◆ Dataset extract
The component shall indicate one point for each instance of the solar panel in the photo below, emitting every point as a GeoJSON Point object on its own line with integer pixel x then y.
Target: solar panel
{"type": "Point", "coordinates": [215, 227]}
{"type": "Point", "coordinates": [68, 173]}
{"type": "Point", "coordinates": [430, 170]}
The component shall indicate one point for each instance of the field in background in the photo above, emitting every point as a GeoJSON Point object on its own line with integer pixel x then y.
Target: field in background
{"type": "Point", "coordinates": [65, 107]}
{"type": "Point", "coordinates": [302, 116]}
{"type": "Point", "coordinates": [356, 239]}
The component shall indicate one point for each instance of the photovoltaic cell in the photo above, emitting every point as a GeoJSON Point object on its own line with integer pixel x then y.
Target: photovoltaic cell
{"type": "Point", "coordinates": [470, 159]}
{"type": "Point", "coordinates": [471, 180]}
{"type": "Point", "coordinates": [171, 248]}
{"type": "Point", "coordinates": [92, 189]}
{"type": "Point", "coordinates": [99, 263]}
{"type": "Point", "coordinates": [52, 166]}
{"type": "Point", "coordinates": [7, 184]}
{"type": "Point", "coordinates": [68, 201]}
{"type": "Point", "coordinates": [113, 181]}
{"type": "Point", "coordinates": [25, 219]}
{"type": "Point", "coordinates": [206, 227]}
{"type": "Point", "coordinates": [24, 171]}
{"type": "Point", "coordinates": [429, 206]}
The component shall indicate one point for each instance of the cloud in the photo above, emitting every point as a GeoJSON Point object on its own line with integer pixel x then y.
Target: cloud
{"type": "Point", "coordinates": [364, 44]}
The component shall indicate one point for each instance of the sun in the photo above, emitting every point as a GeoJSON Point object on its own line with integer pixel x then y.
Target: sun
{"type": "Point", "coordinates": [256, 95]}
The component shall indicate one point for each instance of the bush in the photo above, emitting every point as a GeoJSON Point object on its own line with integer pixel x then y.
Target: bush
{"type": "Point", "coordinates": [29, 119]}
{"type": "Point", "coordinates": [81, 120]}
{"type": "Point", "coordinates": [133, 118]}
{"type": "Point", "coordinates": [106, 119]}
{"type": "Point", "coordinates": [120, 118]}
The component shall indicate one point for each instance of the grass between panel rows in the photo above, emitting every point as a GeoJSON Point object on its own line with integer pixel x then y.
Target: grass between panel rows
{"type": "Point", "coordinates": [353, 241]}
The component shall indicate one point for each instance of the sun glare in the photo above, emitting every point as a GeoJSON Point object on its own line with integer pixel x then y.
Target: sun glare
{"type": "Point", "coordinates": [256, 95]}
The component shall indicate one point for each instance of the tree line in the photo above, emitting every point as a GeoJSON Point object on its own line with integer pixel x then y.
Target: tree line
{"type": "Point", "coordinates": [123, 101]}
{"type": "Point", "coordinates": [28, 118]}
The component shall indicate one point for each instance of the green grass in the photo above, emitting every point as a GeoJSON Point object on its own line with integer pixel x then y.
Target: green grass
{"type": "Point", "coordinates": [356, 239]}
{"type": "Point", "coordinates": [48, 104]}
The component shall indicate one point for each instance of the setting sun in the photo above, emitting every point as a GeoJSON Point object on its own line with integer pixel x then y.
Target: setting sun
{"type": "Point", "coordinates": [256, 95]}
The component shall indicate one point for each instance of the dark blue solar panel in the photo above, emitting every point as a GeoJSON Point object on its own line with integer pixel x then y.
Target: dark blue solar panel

◆ Direction
Please recast all the entries above as a numbered list, leaving out any blank lines.

◆ Task answer
1. The component shall indicate one point for each instance of the solar panel in the photo below, emitting every point as a GeoJSON Point object on its own line with integer pixel x then y.
2. Target: solar panel
3. {"type": "Point", "coordinates": [215, 227]}
4. {"type": "Point", "coordinates": [68, 173]}
5. {"type": "Point", "coordinates": [430, 170]}
6. The component shall indicate one point for each instance of the field in background in the photo above, emitting every point as a GeoJSON Point object on its own line with integer pixel x then y.
7. Target: field in background
8. {"type": "Point", "coordinates": [65, 107]}
9. {"type": "Point", "coordinates": [302, 116]}
10. {"type": "Point", "coordinates": [356, 239]}
11. The component shall indicate one point for each instance of the photovoltaic cell in the photo above, emitting every point as a GeoJSON Point object on its own line with integer pixel x then y.
12. Target: photovoltaic cell
13. {"type": "Point", "coordinates": [470, 159]}
14. {"type": "Point", "coordinates": [471, 180]}
15. {"type": "Point", "coordinates": [171, 248]}
16. {"type": "Point", "coordinates": [92, 189]}
17. {"type": "Point", "coordinates": [99, 263]}
18. {"type": "Point", "coordinates": [52, 166]}
19. {"type": "Point", "coordinates": [7, 184]}
20. {"type": "Point", "coordinates": [68, 201]}
21. {"type": "Point", "coordinates": [113, 181]}
22. {"type": "Point", "coordinates": [25, 219]}
23. {"type": "Point", "coordinates": [206, 227]}
24. {"type": "Point", "coordinates": [24, 171]}
25. {"type": "Point", "coordinates": [429, 206]}
26. The component shall indicate one point for each instance of the cloud in the photo above, emitting every point as a GeoJSON Point object on its own line with integer pixel x then y.
27. Target: cloud
28. {"type": "Point", "coordinates": [364, 44]}
29. The component shall indicate one point for each instance of the sun in the photo above, emitting every point as a GeoJSON Point object on its own line with integer pixel x then y.
30. Target: sun
31. {"type": "Point", "coordinates": [256, 95]}
32. The component shall indicate one point for each instance of the bush in the photo above, emitting every point as a GeoJSON Point object on its own line with integer pixel x then y.
33. Target: bush
34. {"type": "Point", "coordinates": [29, 119]}
35. {"type": "Point", "coordinates": [81, 120]}
36. {"type": "Point", "coordinates": [133, 118]}
37. {"type": "Point", "coordinates": [106, 119]}
38. {"type": "Point", "coordinates": [120, 118]}
39. The component shall indicate one point for each instance of the grass between panel rows in the photo above, emitting every point as a GeoJSON Point object on its own line with integer pixel x then y.
40. Target: grass between panel rows
41. {"type": "Point", "coordinates": [353, 241]}
42. The component shall indicate one point for each instance of the sun glare in the photo above, emitting every point as a GeoJSON Point object on its own line with integer pixel x then y.
43. Target: sun glare
44. {"type": "Point", "coordinates": [256, 95]}
45. The component shall indicate one point for each instance of the tree line in the photo above, emitting every point as a GeoJSON Point object on its own line with integer pixel x then y.
46. Target: tree line
47. {"type": "Point", "coordinates": [123, 101]}
48. {"type": "Point", "coordinates": [28, 118]}
49. The component shall indicate one point for each instance of the green grass in the photo above, emitting every point as a GeoJSON Point object on its own line with integer pixel x then y.
50. Target: green grass
51. {"type": "Point", "coordinates": [356, 239]}
52. {"type": "Point", "coordinates": [48, 104]}
53. The component shall indicate one point for each instance of the setting sun in the photo above, emitting every point as a GeoJSON Point object on its own line with integer pixel x then y.
54. Target: setting sun
55. {"type": "Point", "coordinates": [256, 95]}
56. The component shall indicate one point for each instance of the dark blue solar panel in the photo above, emitting every point as a GeoJSON Point object on its own line with integer pixel x then y.
57. Target: dark blue solar panel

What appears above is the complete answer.